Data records
--------------------------------------------------

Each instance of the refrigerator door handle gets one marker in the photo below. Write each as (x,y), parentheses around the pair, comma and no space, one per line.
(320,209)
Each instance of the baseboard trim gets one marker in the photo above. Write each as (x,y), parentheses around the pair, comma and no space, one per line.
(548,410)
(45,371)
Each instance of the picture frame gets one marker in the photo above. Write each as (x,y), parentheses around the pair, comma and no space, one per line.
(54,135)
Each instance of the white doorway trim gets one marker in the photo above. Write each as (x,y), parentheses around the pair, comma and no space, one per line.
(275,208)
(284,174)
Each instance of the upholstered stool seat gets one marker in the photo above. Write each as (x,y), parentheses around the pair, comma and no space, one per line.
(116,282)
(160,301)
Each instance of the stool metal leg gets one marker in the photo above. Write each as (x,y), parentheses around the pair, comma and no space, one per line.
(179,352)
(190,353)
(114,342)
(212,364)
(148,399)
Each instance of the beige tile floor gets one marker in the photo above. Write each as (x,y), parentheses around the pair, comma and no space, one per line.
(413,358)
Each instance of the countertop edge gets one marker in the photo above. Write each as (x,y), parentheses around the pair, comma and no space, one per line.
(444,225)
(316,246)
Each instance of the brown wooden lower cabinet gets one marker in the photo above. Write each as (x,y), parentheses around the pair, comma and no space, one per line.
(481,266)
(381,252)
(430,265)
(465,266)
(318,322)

--------------------------------------------------

Write out the material above verbatim, beginning with the line that contains "Each instance of the baseboard" and continuing through the final line of the material.

▸ **The reply**:
Each instance of the baseboard trim gets one marker in the photo above. Write each as (x,y), parentheses around the pair, comma and no space, one per line.
(548,410)
(45,371)
Each instance of the picture frame gets one marker in the photo above. Write each as (x,y), parentheses around the pair, comma and no space, one per line.
(54,135)
Each instance of the white doorway trim gets one marker in the photo above. Write each as (x,y), parentheses around the pair, comma and no space, one per line.
(275,208)
(284,174)
Each instance of the upholstered stool seat gets one marker in the photo above. Write each as (x,y), parentheses around the pair, comma and no space, one per line.
(116,282)
(160,301)
Each instance of the stool metal leg gets one marker in the photo above. Write each as (x,y), parentheses around the pair, comma and no space, one per line.
(179,352)
(190,353)
(114,342)
(212,364)
(148,399)
Each instance of the beige tile floor gets one marker in the photo above. Write each as (x,y), parentheses around the pair, comma and no space, one per line.
(413,358)
Each instance of the countertop edge gets one marker in the photo above. Write each as (x,y), parentheses around the pair, comma and no space, one per line.
(444,225)
(316,246)
Each instance of the brown wooden lower cabinet gets one marker in the photo above. Write each as (x,y), parentheses around the pair, comma and no space, one per line.
(481,266)
(381,252)
(430,265)
(465,266)
(318,322)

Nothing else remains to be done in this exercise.